Input records —
* * * * * * * * *

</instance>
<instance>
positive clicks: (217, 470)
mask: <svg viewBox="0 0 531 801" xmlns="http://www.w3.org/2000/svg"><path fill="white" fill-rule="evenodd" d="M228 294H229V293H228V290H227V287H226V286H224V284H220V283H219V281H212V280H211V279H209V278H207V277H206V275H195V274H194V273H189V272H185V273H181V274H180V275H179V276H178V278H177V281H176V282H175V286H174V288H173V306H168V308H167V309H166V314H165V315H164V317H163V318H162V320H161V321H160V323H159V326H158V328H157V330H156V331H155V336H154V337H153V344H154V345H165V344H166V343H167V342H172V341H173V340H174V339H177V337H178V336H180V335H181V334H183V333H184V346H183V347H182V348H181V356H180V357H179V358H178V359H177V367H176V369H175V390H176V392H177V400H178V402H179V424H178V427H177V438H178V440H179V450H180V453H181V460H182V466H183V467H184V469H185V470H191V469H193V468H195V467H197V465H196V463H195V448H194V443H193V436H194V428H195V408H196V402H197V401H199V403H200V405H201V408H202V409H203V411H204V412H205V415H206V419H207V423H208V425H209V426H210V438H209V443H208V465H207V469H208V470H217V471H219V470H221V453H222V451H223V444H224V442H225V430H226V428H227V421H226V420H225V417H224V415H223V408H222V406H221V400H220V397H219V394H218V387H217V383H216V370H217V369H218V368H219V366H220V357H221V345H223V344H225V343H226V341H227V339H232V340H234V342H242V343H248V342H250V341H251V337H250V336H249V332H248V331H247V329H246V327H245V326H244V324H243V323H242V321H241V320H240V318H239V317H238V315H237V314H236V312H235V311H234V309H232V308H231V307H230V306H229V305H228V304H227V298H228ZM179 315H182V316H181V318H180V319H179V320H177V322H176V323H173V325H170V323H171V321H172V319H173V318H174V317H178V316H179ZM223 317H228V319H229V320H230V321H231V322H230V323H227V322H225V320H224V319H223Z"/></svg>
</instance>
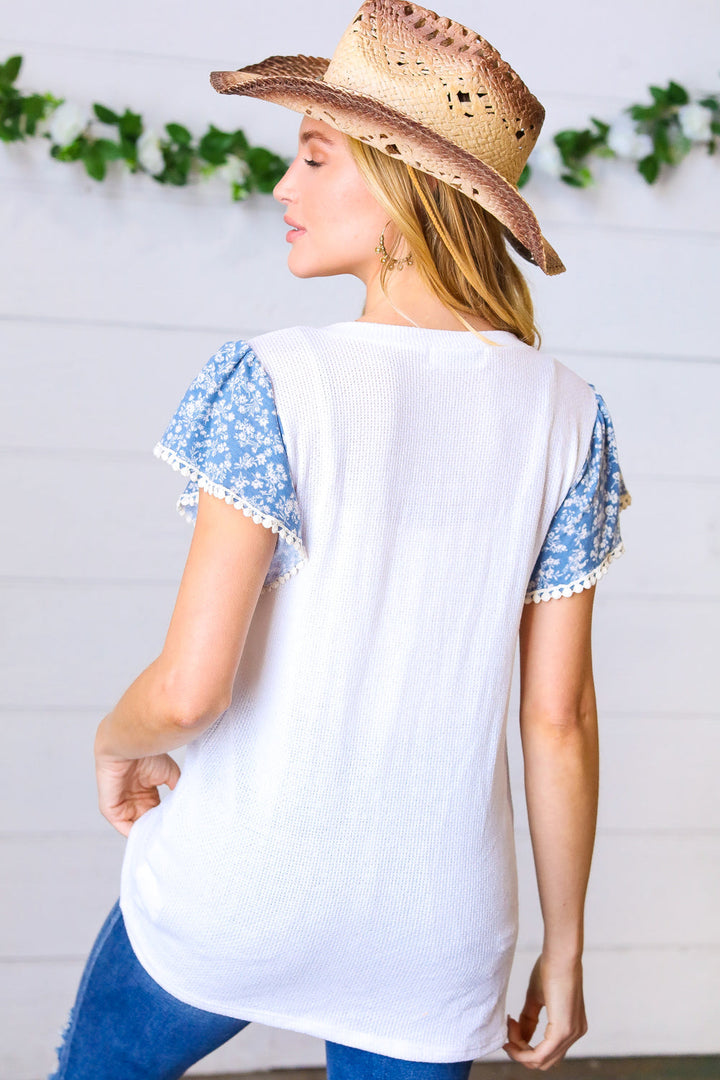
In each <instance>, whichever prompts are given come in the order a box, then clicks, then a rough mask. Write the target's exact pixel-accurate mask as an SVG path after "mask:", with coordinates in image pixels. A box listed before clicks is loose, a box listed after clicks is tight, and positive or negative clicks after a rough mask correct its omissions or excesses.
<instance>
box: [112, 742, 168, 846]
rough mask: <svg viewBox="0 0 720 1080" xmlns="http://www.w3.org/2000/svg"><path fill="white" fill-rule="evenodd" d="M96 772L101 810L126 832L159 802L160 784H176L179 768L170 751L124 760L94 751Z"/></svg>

* * * * * * * * *

What to produce — Your reply should be nothing but the lines from the one containing "box: [112, 742, 168, 846]" through the last line above, copied exactly; please include both ends.

Result —
box: [112, 742, 168, 846]
rough mask: <svg viewBox="0 0 720 1080" xmlns="http://www.w3.org/2000/svg"><path fill="white" fill-rule="evenodd" d="M96 772L101 810L126 832L159 802L160 784H176L179 768L170 751L124 760L94 751Z"/></svg>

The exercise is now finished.